West v. Smith

Citation101 U.S. 263,25 L.Ed. 809
PartiesWEST v. SMITH
Decision Date01 October 1879
CourtUnited States Supreme Court

ERROR to the Circuit Court of the United States for the District of Connecticut.

The facts are stated in the opinion of the court.

Mr. C. E. Perkins for the plaintiff in error.

Mr. A. P. Hyde, contra.

MR. JUSTICE CLIFFORD delivered the opinion of the court.

Due removal of the suit before the court was made from the State court where it was commenced, into the Circuit Court, in which case it is no longer usual to file new pleadings, the act of Congress providing that the practice, pleadings, and forms and modes of proceeding in common-law actions shall conform, as near as may be, to the practice, pleadings, and forms and modes of proceeding existing at the time, in like causes, in the courts of record of the State within which such Circuit Court is held, any rule of court to the contrary notwithstanding. 17 Stat. 197; Rev. Stats., sect. 914.

RECORDS SHOWN =>
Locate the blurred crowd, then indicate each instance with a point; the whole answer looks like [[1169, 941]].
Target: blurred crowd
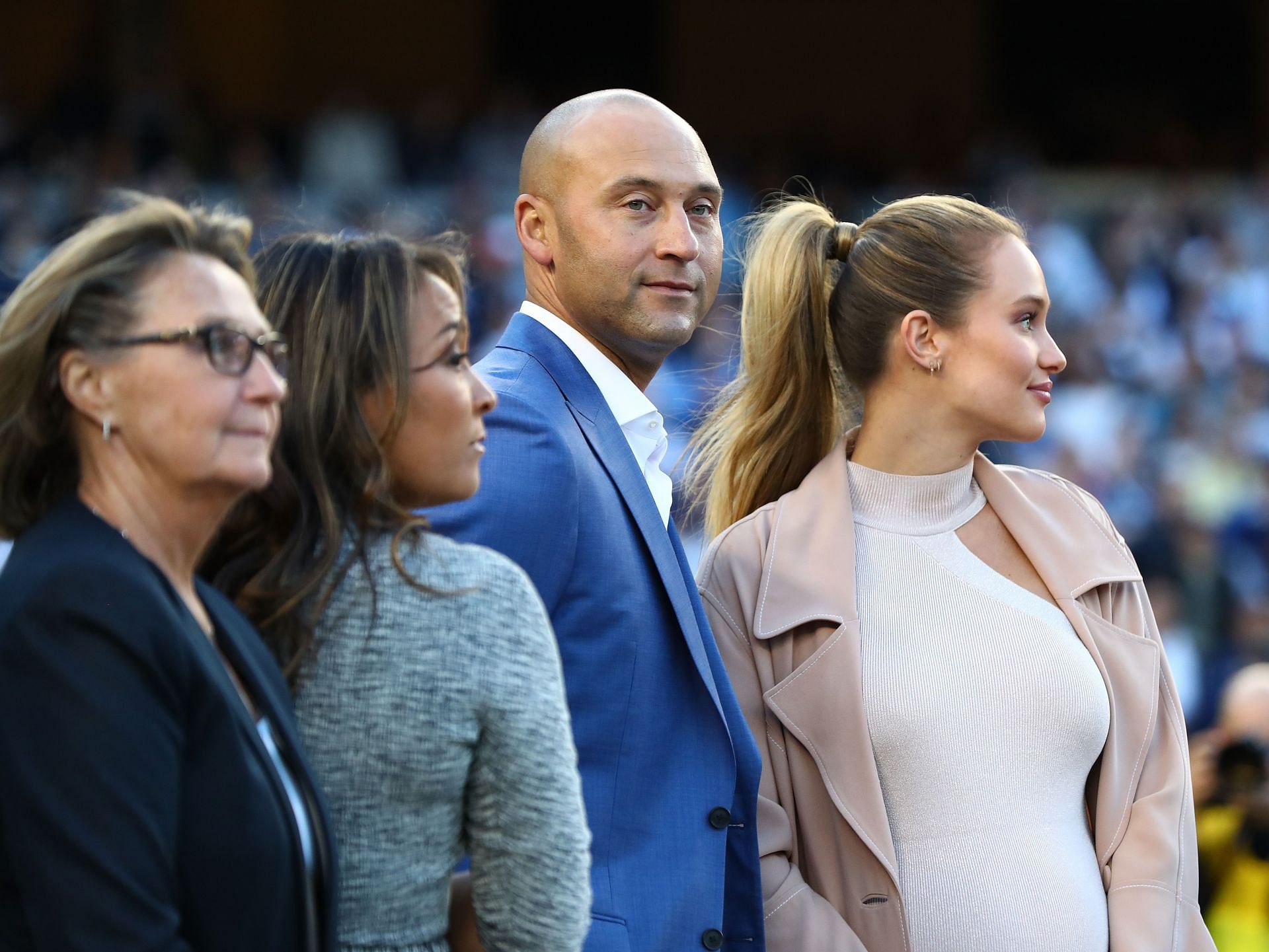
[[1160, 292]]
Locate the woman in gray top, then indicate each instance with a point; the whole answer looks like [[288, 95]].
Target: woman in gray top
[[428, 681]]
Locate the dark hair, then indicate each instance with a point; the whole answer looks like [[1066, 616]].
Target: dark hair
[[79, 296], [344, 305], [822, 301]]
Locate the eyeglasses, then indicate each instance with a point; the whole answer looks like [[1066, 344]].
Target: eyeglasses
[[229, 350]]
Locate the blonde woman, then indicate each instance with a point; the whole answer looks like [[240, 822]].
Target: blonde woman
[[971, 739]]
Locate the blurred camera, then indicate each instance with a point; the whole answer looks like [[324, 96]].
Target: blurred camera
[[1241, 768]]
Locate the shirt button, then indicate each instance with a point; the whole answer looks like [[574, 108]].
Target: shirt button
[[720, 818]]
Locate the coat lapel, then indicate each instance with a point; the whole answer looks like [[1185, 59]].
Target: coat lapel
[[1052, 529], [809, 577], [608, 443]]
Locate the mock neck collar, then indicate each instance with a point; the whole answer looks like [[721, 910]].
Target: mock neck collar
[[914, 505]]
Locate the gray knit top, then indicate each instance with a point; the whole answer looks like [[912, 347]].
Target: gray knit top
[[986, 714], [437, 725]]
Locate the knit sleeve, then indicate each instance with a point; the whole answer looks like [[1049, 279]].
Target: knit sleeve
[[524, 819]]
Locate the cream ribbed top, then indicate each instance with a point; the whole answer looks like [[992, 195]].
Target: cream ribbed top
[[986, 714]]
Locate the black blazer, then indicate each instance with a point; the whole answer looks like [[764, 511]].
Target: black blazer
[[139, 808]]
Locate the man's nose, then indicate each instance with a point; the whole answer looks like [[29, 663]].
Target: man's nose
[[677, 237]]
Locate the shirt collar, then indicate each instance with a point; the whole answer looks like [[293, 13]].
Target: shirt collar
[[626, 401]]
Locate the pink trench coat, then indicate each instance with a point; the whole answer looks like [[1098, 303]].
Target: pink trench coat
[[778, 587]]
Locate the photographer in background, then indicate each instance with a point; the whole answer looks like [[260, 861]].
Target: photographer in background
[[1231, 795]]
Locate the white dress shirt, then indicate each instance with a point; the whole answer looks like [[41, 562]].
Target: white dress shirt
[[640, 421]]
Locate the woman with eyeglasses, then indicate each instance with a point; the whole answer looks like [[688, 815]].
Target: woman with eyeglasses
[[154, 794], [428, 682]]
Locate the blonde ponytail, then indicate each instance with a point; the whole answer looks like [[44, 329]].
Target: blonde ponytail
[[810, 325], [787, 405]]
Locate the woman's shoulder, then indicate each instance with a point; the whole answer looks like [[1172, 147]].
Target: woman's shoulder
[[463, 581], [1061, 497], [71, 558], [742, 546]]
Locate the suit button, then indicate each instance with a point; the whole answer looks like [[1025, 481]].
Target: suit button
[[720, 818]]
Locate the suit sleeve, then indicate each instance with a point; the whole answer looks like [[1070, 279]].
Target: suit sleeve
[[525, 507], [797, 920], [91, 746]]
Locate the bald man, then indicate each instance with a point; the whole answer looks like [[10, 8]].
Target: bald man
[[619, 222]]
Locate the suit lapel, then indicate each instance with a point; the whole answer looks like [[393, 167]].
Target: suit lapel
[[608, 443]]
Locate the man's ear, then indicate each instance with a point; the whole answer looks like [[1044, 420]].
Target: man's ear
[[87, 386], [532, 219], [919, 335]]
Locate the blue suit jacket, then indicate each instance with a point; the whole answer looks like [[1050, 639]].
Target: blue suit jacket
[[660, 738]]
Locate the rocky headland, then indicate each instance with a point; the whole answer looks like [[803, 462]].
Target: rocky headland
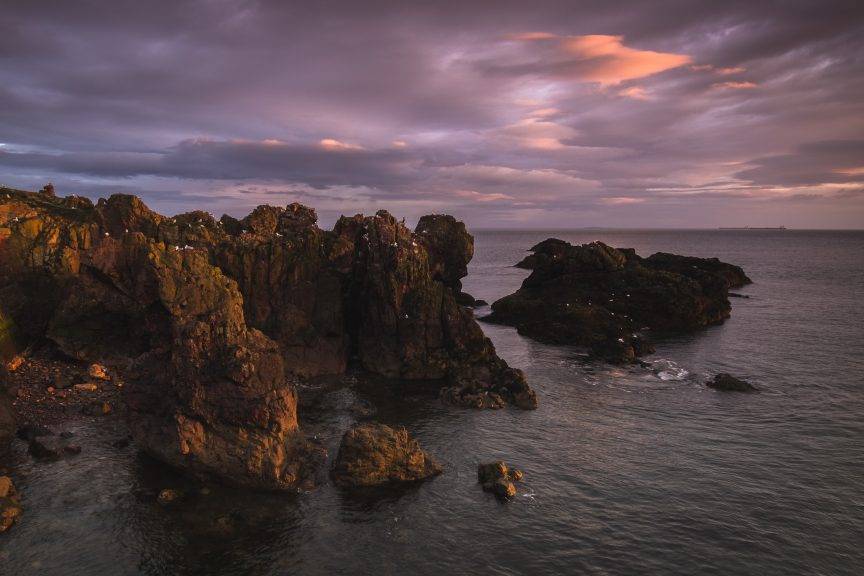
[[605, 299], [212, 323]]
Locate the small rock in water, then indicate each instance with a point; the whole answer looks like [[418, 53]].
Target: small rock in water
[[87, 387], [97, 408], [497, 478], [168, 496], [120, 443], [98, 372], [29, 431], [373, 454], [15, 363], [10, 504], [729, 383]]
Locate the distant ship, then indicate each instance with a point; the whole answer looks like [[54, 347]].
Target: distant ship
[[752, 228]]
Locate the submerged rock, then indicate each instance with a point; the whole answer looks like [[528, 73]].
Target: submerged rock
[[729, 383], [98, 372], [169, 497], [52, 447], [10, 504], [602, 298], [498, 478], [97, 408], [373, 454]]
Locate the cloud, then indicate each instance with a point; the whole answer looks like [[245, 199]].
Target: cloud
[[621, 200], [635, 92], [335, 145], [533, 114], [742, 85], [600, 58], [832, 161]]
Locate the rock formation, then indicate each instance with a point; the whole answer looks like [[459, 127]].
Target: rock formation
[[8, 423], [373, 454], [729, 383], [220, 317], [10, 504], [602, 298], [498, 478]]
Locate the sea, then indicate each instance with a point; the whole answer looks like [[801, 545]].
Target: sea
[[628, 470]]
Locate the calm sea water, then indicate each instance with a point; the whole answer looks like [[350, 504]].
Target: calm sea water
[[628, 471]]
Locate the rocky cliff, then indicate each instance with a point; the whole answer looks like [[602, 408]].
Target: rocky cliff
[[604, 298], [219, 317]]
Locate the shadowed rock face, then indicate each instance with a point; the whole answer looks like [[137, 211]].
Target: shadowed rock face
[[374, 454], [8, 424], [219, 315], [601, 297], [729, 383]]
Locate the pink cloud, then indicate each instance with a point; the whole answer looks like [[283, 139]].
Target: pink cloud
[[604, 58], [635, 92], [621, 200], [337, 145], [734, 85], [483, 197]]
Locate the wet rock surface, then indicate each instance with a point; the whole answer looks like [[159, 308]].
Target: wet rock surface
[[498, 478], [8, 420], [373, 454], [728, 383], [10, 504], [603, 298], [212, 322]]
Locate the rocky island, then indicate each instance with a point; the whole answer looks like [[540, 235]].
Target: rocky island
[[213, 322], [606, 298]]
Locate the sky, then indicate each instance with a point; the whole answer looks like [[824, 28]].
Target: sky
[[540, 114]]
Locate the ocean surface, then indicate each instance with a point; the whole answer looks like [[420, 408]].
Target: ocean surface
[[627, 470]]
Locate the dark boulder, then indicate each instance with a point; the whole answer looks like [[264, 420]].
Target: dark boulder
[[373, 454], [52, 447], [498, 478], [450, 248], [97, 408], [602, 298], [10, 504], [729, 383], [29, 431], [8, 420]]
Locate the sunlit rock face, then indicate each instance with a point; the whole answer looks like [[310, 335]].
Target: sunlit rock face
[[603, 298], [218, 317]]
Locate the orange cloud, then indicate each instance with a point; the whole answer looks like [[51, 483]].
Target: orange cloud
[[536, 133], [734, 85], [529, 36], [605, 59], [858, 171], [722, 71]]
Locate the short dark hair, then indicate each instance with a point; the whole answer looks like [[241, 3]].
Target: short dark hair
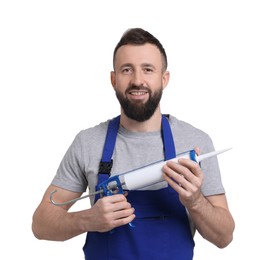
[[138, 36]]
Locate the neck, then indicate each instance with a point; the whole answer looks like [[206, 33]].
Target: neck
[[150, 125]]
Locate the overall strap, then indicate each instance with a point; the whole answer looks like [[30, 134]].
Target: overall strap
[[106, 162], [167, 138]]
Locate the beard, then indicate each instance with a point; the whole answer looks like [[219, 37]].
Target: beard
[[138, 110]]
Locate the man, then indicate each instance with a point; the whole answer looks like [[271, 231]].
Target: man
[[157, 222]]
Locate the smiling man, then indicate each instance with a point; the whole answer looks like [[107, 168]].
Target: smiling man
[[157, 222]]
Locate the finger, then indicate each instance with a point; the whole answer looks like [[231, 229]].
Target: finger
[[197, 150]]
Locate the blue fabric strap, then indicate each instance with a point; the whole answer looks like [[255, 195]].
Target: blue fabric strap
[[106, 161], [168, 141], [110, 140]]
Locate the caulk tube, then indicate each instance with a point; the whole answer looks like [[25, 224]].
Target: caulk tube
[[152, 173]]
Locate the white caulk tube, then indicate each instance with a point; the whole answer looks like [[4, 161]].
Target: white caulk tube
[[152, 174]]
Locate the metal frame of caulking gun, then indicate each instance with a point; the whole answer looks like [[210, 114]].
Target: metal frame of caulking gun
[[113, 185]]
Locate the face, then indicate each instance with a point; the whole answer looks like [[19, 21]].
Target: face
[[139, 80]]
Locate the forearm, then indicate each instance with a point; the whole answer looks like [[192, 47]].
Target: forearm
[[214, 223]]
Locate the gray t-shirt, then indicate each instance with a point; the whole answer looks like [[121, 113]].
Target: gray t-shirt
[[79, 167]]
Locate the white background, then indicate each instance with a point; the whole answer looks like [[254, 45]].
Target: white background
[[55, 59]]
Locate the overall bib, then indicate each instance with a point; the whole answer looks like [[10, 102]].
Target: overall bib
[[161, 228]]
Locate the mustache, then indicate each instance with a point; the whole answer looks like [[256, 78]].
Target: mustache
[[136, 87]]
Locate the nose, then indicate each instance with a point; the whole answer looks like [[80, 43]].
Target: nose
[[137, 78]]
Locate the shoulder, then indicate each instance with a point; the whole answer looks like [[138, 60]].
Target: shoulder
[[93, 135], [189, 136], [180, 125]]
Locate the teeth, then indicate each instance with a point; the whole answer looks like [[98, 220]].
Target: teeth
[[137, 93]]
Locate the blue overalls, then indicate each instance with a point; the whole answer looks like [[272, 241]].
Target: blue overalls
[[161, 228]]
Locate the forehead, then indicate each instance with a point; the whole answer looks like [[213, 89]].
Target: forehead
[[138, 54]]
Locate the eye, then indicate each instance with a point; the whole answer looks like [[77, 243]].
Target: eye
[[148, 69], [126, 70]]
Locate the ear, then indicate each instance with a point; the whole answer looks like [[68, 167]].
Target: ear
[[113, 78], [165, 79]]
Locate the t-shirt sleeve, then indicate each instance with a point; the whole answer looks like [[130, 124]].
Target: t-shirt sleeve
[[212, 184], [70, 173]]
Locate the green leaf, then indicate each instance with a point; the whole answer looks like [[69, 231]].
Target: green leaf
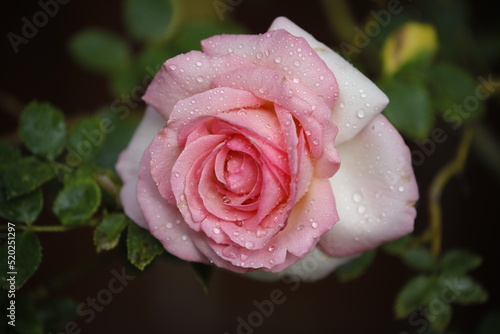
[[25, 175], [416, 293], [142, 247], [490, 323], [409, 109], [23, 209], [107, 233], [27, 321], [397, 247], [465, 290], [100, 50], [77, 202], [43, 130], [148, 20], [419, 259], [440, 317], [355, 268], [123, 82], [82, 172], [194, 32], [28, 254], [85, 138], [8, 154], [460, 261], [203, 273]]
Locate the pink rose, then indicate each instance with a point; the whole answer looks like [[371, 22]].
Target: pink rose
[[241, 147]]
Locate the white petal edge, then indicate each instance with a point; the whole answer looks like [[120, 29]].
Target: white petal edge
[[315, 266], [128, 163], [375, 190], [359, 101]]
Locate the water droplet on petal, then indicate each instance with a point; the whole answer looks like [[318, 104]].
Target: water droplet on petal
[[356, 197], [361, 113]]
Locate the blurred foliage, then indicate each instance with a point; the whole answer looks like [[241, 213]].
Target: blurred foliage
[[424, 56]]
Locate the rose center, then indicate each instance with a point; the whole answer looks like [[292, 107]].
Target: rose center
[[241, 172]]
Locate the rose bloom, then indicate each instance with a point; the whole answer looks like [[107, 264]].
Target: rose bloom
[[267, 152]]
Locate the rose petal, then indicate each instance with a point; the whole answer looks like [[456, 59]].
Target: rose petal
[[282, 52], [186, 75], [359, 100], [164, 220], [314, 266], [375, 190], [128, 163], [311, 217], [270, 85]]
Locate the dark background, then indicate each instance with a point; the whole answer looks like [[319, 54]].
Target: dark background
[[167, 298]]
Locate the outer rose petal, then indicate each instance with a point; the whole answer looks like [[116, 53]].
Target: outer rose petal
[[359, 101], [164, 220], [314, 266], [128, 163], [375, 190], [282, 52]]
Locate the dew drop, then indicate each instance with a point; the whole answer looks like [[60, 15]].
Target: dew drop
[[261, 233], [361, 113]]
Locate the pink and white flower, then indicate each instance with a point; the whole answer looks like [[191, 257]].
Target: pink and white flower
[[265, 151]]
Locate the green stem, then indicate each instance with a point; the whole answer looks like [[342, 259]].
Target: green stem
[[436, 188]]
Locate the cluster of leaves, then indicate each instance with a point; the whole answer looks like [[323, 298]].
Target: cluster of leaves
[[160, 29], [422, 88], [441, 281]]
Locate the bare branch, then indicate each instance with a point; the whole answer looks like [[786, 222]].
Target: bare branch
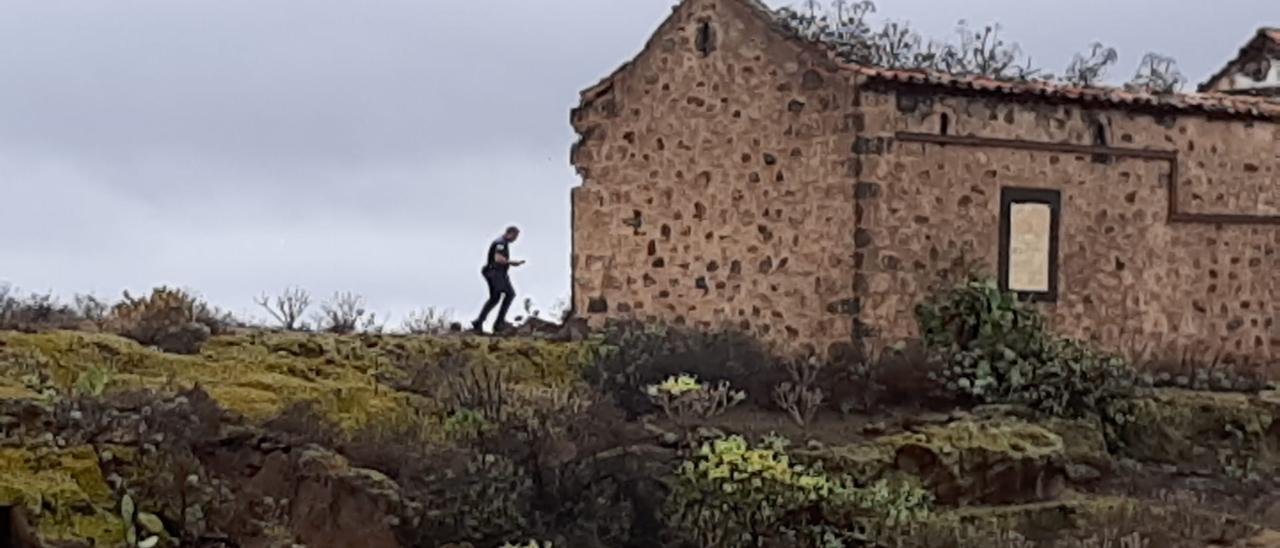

WHAT YOU NEED TO DO =>
1. In the West v. Smith case report, who delivered the opinion of the court?
2. Continue the West v. Smith court opinion from its last sentence.

EXERCISE RESULTS =>
1. Mr. Justice Clifford

2.
Sufficient appears to show that the writ in the practice of the State courts contains the declaration, the command of the same to the sheriff being that he shall summon the defendant to appear and answer to the plaintiff in a certain plea, wherein is set forth the cause of action. Pursuant to that practice, the defendants in this case were summoned to appear in a plea of the case, the declaration containing two counts in assumpsit,—the the first being a court for goods sold and delivered, in the sum of $8,000, in two forms; the second being a count for work and labor done and performed, in the sum of $8,000, at the special instance and request of the defendants. Both counts are in the usual form, and the declaration concludes with the usual breach alleging non-payment, to the damage of the plaintiffs in the sum of $10,000. Personal service was made; and the defendants having appeared and removed the cause into the Circuit Court, pleaded the general issue that they never did assume and promise in manner and form as the plaintiffs in their declaration have alleged, and tendered an issue to the country.

Special matter may be given in evidence under the general issue, according to the State practice, if previous notice be given by the defendant or defendants. Such notice was given by the defendants in this case, that they would give in evidence a written agreement, and the extension of the same for one year, which is fully set forth in the transcript. Profert of the instrument was made, and the defendants averred that the supposed promises were made, if ever, in consideration of work and labor done by the plaintiffs in the pretended performance of the stipulations and agreements in said written contract contained, in respect to which the defendants allege that the plaintiffs did not keep and perform their said agreements and obligations, to the damage of the defendants in the sum of $20,000, and greatly exceeding the amount that would be due to the plaintiffs for the alleged labor and work they had performed. What they claim is to set off so much of said damages as may be sufficient to extinguish their indebtedness to the plaintiffs, and to recoup and recover the excess of the $20,000 by a judgment in their favor.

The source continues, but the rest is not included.